**TEXTO SELECIONADO**
Proibidas, guerras de espadas iluminaram Senhor do Bonfim na madrugada

Associação Cultural dos Espadeiros de Senhor do Bonfim busca liberação da prática no Superior Tribunal de Justiça (STJ)

  • D
  • Da Redação

Publicado em 24 de junho de 2022 às 15:17

. Crédito: (Foto: Rodrigo Vanderley)

Tão tradicional como o São João, as disputas jurídicas envolvendo a guerra de espadas no interior da Bahia ganharam novos capítulos no feriado deste ano. Para evitar que os espadeiros fossem punidos em Senhor do Bonfim, no centro-norte do estado, uma liminar tentou alcançar o Superior Tribunal de Justiça (STJ). Sem resposta a tempo, a proibição seguiu valendo. Na prática, a guerra iluminou as ruas da cidade na noite de quinta-feira (23).

Antes de tentar levar o habeas corpus que determinava que espadeiros não pudessem ser presos em flagrante para a instância mais alta, o pedido das advogadas Mariana Miranda e Camila Machado chegou a ser atendido pela juíza Tardelli Boaventura, na quarta-feira (22).

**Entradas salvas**

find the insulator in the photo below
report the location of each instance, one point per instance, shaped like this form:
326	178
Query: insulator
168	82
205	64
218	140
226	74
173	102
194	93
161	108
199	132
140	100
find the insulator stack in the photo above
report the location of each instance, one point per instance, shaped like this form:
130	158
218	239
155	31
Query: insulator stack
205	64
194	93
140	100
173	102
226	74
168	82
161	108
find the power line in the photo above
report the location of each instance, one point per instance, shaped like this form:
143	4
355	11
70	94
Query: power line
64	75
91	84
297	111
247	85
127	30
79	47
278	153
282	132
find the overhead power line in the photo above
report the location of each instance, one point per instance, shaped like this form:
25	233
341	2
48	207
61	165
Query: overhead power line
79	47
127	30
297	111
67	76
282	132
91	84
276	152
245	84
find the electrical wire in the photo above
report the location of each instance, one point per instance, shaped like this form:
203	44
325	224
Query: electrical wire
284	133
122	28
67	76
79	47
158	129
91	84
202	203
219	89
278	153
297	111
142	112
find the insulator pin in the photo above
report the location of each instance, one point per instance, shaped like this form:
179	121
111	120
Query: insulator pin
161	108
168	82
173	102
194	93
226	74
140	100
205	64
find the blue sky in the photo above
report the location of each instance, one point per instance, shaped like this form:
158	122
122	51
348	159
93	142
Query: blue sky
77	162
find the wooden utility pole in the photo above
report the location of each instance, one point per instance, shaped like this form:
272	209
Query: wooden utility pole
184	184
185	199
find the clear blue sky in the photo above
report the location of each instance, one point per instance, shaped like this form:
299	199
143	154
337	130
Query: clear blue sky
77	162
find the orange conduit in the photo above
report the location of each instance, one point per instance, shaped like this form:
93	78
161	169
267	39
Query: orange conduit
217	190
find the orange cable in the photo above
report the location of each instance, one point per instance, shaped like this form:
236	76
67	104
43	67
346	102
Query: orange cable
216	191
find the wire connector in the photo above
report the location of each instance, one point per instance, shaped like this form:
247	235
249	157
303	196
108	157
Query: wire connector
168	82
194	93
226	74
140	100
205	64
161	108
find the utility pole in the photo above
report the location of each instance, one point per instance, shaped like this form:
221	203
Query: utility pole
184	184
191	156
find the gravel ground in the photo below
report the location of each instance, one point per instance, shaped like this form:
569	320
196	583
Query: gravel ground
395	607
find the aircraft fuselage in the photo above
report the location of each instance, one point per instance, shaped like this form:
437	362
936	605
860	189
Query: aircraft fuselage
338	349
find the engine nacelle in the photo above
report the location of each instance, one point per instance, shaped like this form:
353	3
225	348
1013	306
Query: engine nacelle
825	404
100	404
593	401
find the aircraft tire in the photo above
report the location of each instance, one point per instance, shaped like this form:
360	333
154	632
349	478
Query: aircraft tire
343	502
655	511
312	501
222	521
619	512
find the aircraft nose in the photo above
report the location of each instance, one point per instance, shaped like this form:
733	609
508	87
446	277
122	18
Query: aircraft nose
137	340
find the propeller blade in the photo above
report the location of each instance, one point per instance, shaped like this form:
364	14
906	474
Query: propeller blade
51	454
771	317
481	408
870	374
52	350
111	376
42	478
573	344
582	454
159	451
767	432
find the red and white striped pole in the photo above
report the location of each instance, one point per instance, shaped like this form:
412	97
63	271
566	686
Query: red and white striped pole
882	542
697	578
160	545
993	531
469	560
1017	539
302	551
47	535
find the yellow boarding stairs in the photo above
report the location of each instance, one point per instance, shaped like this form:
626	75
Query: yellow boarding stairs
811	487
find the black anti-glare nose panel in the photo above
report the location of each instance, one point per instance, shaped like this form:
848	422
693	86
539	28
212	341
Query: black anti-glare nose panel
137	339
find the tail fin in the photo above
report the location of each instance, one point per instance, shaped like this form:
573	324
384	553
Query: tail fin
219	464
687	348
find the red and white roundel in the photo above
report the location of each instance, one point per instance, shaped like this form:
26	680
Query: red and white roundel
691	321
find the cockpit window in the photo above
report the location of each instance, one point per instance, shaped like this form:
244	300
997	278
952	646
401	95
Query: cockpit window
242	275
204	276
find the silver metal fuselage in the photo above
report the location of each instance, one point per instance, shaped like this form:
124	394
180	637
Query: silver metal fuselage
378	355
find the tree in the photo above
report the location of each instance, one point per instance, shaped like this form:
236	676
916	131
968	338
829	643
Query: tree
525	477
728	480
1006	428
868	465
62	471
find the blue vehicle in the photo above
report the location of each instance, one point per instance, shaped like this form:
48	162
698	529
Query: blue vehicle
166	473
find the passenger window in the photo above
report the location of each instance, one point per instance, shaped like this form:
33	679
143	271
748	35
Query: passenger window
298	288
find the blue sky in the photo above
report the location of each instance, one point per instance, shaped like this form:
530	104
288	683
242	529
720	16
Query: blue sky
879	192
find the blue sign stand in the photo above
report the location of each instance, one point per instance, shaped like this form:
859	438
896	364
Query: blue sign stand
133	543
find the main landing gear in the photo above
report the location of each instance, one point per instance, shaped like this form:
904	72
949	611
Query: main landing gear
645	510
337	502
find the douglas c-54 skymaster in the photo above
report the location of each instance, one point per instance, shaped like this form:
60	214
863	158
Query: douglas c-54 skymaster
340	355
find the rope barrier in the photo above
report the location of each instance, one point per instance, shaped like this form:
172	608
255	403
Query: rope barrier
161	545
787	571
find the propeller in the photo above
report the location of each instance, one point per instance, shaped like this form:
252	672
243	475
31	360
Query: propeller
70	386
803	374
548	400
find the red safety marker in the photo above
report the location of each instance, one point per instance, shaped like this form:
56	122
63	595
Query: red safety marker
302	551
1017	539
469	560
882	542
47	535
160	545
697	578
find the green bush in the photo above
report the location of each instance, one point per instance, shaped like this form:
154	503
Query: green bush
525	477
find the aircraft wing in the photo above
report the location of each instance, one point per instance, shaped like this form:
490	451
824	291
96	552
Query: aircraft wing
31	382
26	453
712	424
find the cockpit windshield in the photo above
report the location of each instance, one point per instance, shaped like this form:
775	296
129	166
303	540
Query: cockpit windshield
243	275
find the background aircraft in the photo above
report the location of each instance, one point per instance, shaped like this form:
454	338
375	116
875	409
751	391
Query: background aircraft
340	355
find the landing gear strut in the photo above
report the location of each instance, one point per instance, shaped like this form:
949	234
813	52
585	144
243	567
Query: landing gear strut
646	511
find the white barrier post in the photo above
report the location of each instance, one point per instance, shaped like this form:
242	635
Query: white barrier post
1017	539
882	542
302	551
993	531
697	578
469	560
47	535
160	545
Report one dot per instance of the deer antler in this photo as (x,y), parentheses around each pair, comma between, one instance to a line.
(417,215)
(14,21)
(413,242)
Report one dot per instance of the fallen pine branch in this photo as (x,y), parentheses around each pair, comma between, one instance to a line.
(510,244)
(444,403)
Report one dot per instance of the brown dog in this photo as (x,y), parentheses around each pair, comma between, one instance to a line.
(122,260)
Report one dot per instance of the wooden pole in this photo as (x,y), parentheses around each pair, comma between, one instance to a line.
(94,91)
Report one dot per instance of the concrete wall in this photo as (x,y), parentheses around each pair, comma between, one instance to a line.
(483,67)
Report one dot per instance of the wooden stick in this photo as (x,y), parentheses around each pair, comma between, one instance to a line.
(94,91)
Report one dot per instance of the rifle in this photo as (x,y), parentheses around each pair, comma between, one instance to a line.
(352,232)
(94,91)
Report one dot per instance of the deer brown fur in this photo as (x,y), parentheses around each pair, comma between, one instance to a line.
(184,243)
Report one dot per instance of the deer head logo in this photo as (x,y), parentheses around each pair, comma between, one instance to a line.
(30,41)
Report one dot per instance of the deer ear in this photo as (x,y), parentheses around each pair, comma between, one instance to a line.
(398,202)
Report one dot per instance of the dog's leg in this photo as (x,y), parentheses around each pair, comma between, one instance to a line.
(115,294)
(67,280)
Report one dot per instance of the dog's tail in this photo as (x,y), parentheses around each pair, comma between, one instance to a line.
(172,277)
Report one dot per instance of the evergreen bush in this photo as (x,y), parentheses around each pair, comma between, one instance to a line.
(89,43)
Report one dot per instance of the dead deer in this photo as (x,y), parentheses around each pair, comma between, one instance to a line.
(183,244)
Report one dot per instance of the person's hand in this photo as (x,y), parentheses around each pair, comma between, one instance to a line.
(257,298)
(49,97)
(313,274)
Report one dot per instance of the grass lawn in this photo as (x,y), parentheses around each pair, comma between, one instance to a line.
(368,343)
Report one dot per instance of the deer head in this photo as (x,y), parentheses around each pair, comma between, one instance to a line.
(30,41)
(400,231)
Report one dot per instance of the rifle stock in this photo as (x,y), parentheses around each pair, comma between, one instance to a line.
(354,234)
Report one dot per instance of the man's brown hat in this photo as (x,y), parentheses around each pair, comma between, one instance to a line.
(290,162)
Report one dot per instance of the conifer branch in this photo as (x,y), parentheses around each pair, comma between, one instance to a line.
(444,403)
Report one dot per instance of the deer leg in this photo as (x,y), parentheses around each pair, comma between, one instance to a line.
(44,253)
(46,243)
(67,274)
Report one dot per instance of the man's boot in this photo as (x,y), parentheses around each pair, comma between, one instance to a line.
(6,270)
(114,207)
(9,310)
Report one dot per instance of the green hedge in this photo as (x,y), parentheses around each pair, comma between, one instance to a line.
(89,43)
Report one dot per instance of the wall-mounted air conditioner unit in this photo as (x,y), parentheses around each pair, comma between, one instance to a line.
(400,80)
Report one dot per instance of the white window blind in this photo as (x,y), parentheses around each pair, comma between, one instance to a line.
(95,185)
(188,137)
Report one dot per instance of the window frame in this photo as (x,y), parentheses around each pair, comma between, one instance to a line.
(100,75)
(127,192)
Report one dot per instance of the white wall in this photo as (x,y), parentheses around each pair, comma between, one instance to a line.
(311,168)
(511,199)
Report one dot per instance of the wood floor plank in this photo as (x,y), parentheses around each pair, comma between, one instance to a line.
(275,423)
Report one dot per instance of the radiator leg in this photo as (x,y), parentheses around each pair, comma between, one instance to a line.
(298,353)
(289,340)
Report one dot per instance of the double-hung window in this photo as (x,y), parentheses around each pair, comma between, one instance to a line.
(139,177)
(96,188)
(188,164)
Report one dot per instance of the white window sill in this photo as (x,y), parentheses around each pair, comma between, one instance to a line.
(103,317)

**INSTRUÇÕES DA TAREFA**
Duplique o texto selecionado na íntegra, sem mudar nenhuma palavra. Essas linhas não têm relação com o texto.

**RESPOSTA ELABORADA**
Proibidas, guerras de espadas iluminaram Senhor do Bonfim na madrugada

Associação Cultural dos Espadeiros de Senhor do Bonfim busca liberação da prática no Superior Tribunal de Justiça (STJ)

  • D
  • Da Redação

Publicado em 24 de junho de 2022 às 15:17

. Crédito: (Foto: Rodrigo Vanderley)

Tão tradicional como o São João, as disputas jurídicas envolvendo a guerra de espadas no interior da Bahia ganharam novos capítulos no feriado deste ano. Para evitar que os espadeiros fossem punidos em Senhor do Bonfim, no centro-norte do estado, uma liminar tentou alcançar o Superior Tribunal de Justiça (STJ). Sem resposta a tempo, a proibição seguiu valendo. Na prática, a guerra iluminou as ruas da cidade na noite de quinta-feira (23).

Antes de tentar levar o habeas corpus que determinava que espadeiros não pudessem ser presos em flagrante para a instância mais alta, o pedido das advogadas Mariana Miranda e Camila Machado chegou a ser atendido pela juíza Tardelli Boaventura, na quarta-feira (22).